- [WHAT YOU SHOULD DO]: Extract every line of the records below that contains the word "finial", and copy each one unchanged.

- [DATA SHOWN]:
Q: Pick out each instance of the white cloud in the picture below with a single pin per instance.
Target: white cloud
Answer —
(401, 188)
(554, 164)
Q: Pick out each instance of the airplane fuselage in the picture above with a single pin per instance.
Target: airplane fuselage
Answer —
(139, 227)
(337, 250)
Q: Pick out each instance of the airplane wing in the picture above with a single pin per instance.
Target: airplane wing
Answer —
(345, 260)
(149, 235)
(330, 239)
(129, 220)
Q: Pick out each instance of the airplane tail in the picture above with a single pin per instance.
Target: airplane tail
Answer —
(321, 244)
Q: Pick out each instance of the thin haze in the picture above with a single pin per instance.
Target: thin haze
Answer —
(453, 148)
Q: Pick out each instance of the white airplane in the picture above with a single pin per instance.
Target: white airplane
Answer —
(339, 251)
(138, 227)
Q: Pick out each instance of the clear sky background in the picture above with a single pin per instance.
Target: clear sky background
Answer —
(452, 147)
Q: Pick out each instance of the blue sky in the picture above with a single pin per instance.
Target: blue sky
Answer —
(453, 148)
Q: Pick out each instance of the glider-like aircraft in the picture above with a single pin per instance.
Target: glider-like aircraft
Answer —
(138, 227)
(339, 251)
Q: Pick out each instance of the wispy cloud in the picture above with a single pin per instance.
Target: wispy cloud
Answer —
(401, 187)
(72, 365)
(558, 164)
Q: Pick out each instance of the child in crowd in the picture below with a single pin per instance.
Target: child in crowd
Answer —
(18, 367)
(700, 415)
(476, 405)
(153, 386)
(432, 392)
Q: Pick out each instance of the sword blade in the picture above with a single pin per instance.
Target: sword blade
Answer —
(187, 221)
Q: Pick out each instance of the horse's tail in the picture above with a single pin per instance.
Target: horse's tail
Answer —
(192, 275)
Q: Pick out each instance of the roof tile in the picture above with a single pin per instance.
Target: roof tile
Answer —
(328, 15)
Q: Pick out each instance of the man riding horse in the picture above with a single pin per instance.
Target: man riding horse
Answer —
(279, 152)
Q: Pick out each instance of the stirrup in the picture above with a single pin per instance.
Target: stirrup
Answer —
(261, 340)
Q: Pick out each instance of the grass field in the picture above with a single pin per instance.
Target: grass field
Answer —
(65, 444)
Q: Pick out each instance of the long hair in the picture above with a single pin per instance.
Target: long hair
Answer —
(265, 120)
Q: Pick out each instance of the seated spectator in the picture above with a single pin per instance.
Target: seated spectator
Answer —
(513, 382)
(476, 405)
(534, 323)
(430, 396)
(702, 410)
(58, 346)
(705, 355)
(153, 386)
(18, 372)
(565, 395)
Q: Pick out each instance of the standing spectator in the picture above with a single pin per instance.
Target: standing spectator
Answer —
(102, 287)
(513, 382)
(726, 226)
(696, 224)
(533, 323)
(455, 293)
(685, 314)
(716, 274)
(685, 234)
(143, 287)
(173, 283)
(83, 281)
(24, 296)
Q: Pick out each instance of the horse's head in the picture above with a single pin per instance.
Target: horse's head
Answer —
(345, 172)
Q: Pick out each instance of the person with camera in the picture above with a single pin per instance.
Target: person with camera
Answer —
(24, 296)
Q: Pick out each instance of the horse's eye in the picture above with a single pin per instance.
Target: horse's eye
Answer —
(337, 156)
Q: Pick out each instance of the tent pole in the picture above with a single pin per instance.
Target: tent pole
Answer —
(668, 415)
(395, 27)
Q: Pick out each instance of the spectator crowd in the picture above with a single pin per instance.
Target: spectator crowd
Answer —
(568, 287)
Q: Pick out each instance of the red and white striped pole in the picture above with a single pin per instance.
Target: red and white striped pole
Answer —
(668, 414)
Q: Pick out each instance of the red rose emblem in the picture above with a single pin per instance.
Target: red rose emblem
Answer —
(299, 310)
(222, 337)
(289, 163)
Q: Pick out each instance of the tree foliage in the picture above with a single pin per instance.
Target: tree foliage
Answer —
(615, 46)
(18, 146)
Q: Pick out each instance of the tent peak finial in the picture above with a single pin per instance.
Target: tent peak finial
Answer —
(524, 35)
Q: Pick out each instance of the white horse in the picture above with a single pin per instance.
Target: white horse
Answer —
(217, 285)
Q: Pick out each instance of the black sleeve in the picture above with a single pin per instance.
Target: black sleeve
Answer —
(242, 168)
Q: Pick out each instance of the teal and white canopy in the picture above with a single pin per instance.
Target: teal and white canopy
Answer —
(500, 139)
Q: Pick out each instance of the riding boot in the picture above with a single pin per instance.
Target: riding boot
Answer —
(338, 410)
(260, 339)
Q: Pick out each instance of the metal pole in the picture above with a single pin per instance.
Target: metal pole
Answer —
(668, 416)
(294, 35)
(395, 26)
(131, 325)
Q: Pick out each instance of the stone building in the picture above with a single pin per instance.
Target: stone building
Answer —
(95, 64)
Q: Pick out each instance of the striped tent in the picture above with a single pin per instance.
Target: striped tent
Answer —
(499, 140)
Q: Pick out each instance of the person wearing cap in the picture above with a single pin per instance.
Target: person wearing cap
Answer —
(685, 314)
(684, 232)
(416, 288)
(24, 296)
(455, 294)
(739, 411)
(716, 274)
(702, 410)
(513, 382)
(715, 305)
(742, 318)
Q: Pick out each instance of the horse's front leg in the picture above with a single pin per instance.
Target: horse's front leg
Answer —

==

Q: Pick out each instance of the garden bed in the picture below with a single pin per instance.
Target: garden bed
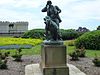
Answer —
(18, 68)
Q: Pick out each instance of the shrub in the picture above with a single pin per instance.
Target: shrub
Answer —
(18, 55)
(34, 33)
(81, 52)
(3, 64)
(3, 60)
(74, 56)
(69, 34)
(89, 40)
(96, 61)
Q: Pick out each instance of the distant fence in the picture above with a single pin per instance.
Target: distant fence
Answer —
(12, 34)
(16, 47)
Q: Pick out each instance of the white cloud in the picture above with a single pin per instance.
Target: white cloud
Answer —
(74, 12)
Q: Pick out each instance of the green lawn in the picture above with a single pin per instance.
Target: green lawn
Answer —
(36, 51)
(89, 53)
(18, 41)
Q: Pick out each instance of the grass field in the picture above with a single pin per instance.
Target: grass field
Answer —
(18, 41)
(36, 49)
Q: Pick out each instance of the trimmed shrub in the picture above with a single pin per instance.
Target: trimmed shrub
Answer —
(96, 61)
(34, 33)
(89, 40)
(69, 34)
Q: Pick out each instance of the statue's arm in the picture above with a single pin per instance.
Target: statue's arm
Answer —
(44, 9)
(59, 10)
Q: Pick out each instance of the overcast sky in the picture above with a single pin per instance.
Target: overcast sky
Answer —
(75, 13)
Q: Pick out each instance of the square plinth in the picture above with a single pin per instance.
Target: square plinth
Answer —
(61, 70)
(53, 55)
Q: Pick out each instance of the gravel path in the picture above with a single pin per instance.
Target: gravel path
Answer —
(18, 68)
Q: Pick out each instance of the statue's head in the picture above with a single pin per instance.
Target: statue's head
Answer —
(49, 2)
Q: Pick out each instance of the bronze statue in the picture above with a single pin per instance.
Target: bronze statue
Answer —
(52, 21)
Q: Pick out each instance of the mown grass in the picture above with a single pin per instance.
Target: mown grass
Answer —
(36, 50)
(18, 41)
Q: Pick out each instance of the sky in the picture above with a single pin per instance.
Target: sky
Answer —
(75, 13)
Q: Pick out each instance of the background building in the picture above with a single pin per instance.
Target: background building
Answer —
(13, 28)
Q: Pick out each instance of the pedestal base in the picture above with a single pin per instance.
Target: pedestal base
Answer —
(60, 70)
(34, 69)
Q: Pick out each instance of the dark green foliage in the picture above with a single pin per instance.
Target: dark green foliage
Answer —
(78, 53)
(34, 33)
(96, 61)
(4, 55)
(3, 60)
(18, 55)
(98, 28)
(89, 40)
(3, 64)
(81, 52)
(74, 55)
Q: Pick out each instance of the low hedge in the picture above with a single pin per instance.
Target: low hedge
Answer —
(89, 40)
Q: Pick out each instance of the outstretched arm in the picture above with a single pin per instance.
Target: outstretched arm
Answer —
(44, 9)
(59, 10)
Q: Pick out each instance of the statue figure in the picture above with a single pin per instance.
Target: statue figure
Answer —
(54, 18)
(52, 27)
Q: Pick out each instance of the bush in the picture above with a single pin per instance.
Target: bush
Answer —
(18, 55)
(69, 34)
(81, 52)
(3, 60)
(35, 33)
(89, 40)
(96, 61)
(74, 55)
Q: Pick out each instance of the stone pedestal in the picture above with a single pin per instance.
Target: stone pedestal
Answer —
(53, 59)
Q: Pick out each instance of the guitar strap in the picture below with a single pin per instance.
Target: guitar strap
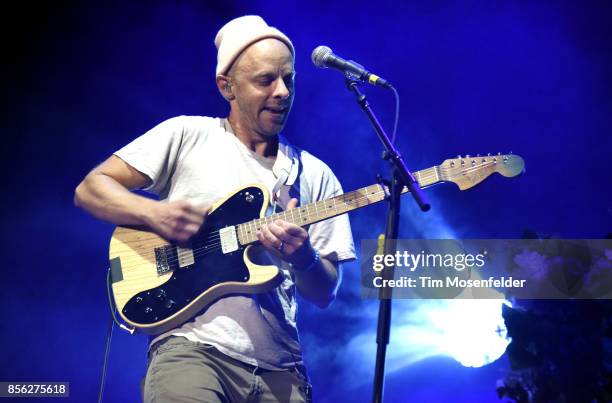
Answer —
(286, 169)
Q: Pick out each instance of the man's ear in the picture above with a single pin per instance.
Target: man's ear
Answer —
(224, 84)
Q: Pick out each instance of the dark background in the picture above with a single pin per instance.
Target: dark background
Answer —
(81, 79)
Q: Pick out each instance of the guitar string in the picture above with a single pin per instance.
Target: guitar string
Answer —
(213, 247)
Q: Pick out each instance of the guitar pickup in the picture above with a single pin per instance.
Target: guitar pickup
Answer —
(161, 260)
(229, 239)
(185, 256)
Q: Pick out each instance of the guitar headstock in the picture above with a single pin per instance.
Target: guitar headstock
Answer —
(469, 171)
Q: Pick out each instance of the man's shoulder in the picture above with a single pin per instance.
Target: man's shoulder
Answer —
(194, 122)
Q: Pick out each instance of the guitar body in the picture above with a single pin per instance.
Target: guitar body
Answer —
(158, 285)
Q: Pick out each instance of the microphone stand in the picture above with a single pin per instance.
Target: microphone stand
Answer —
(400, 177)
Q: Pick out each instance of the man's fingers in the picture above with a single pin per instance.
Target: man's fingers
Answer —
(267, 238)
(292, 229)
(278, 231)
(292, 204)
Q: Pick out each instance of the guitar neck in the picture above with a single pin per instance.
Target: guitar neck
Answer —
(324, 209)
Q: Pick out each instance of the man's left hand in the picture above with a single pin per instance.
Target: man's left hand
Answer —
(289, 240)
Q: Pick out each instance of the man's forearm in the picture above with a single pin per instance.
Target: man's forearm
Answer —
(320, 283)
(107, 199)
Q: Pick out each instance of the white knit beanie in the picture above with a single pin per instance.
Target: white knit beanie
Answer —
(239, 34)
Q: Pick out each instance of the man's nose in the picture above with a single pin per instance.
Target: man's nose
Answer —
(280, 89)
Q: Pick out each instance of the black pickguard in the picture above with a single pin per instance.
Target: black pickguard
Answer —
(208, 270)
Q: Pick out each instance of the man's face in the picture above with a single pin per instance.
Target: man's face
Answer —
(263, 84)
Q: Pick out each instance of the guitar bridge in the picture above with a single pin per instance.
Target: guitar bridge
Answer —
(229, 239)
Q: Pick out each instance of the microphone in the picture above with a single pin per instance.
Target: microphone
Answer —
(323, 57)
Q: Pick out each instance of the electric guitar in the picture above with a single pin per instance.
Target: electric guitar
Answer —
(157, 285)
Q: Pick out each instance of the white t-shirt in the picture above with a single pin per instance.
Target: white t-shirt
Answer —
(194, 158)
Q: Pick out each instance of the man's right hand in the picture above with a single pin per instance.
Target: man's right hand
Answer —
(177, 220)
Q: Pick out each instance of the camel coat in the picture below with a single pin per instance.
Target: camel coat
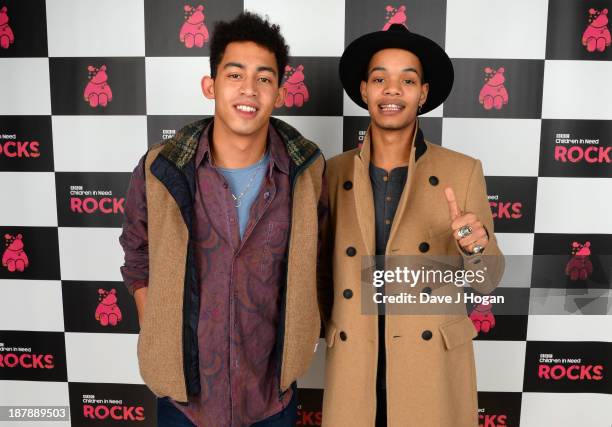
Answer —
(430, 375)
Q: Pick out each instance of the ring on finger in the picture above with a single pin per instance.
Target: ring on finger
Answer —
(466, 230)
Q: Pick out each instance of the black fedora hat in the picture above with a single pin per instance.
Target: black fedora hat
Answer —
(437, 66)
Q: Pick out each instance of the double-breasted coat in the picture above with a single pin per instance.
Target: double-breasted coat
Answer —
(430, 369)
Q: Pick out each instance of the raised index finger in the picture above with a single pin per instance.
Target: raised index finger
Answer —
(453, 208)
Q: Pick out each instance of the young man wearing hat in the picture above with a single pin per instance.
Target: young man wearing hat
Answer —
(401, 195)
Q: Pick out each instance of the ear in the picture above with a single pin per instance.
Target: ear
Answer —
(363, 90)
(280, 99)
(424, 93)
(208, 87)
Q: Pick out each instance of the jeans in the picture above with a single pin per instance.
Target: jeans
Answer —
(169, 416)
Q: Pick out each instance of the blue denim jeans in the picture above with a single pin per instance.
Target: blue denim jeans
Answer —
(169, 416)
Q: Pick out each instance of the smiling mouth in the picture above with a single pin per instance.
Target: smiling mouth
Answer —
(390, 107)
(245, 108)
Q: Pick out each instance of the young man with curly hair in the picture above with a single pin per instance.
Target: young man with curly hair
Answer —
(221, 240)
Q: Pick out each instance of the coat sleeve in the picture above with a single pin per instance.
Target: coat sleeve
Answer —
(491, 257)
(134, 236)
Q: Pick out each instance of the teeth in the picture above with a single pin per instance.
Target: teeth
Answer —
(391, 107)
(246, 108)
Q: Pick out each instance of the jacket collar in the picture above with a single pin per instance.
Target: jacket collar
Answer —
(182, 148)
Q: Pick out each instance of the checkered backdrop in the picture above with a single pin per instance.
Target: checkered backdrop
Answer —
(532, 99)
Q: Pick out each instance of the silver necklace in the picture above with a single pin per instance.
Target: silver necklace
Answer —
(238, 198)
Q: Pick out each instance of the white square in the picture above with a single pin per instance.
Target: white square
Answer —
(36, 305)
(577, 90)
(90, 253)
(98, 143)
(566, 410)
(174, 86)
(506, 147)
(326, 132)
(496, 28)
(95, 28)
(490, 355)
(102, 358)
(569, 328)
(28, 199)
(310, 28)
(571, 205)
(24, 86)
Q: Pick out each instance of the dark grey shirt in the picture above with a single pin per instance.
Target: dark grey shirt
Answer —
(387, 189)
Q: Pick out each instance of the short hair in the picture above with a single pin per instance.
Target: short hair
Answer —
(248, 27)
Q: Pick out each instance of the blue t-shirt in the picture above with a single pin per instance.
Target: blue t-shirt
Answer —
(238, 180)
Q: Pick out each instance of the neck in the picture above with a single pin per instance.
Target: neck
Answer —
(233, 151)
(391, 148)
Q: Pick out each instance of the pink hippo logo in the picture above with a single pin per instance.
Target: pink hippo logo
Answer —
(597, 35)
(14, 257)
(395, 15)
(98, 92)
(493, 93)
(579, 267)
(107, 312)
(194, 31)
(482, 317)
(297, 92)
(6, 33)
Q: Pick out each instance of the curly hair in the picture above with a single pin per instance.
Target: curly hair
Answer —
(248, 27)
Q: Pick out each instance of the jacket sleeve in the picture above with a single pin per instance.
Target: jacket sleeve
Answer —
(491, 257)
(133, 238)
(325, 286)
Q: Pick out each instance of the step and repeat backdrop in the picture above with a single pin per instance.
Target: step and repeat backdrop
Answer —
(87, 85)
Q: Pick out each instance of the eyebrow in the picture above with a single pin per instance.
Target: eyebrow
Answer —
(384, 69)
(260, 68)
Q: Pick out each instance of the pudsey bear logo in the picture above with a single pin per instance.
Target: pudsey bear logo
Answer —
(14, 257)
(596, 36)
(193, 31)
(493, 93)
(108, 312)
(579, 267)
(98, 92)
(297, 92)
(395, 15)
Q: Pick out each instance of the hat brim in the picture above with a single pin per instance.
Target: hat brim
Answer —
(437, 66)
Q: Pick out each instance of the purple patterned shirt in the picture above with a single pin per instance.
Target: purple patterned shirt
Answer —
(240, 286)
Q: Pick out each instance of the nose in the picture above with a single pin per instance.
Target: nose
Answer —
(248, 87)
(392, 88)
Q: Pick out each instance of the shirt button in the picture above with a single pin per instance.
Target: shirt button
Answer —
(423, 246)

- [CORRECT ANSWER]:
Q: Pick out each instance of the tent peak finial in the picture above with a single pin per instance.
Target: tent peak finial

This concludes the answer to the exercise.